# Selected extract
__________
News, Summer 2015
Mind-Body Entrepreneur Believes Relationships and Integrity are Keys to Success
STORY BY KARA SCHWEISS | PHOTOS BY DEBRA S. KAPLAN
As the founder of two successful businesses in the field of health care—The Center for Counseling & Psychotherapy and Omaha Integrative Care (OIC)—Julie Luzarraga says she is motivated by the autonomy and creativity of entrepreneurship. She also admits, with a laugh, that “a little bit of ego” may be involved.
“Some of it is that feeling like I think I can do this better. I think that as much as I love being a social worker and a psychotherapist, I have a strong entrepreneurial spirit. I get excited about impacting change and making change, and that keeps me going,” she says.
Luzarraga divides her time at both businesses, and between them she specializes in multiple areas—including infertility, mind/ body medicine, depression, anxiety, trauma, mood disorders, and loss and relationship issues. She has grown OIC to a staff of 17 in less than five years and, upon her comple tion of the Leadership in Integrative Healthcare at Duke University, the next step is likely to be further expansion. A strategic plan helps Luzarraga keep her focus, but there are no mysterious secrets to her success, she says.
“To me, it’s all about relationships and integrity,” she says. “And even though that might be the slower path, I think that’s what keeps you grounded and keeps things moving forward. It gives you stability.”
Integrity is instinctive, Luzarraga says.
__________
# Data section
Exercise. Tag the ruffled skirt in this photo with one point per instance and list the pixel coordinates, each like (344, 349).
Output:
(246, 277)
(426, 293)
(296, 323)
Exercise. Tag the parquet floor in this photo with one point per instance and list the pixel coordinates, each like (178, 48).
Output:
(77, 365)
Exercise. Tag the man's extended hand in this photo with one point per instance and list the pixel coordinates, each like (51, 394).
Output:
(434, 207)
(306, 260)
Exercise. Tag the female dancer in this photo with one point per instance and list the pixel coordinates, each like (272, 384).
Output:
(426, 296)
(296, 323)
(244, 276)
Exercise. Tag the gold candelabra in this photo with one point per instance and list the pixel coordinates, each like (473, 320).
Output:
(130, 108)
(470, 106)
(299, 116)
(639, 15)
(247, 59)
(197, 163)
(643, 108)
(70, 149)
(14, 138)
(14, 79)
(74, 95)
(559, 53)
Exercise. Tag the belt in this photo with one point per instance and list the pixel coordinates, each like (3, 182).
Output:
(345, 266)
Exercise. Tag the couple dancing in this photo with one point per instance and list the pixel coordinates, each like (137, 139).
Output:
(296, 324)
__________
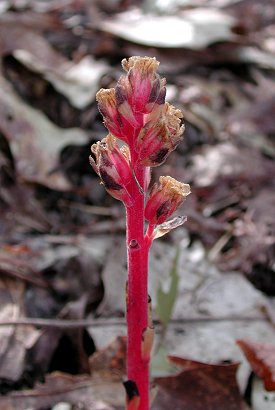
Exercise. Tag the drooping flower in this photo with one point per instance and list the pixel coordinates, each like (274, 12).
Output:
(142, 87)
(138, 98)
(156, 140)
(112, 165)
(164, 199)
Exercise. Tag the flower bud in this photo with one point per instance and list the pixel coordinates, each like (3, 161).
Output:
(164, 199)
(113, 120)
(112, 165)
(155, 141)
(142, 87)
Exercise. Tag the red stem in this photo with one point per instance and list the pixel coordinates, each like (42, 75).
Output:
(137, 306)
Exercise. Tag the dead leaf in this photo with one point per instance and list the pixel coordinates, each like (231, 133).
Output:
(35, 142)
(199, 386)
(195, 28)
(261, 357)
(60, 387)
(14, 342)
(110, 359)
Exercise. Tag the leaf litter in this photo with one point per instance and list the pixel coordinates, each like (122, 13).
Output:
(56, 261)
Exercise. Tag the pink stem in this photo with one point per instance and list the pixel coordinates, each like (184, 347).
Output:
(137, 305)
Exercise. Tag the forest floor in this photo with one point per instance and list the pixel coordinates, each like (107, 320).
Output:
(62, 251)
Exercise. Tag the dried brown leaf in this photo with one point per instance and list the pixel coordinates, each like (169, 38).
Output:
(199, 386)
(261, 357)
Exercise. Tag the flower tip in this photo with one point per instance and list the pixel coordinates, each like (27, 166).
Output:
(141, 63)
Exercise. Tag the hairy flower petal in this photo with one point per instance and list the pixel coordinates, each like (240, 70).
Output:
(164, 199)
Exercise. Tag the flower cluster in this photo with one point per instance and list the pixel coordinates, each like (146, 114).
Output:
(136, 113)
__________
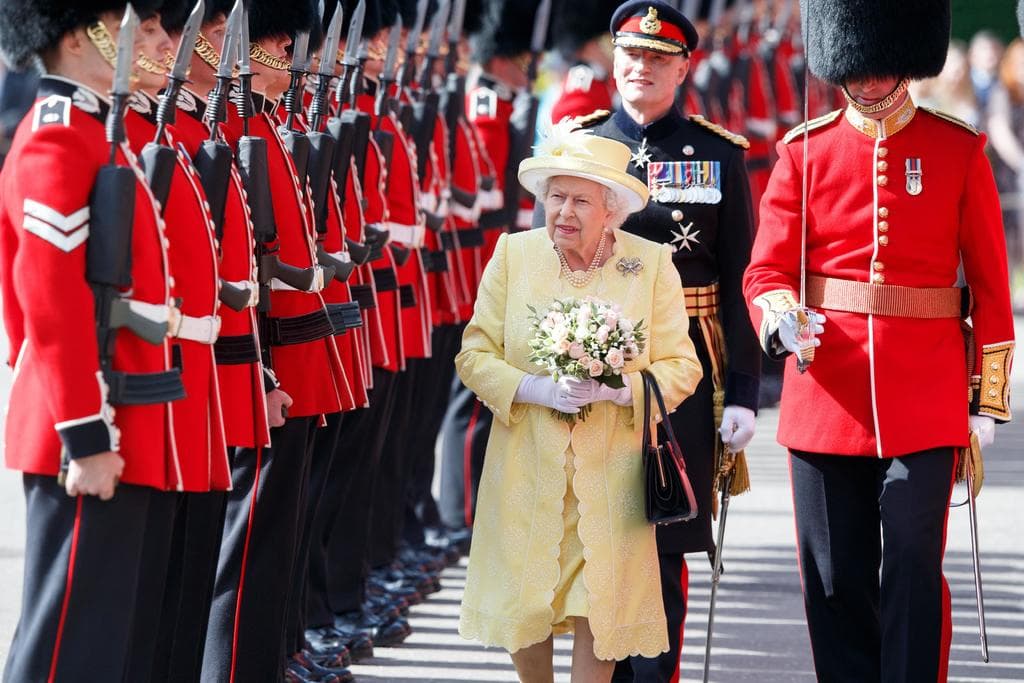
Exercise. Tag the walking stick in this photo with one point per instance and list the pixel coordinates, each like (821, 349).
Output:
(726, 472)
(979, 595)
__________
Rewrite the paragraph of the Julie Luzarraga article that begins "As the founder of two successful businesses" as a short bulleted list of its main facts.

# Your solution
- Julie Luzarraga founded two successful health care businesses: The Center for Counseling & Psychotherapy and Omaha Integrative Care (OIC).
- She says the autonomy and creativity of entrepreneurship motivate her.
- She admits, with a laugh, that "a little bit of ego" may be involved.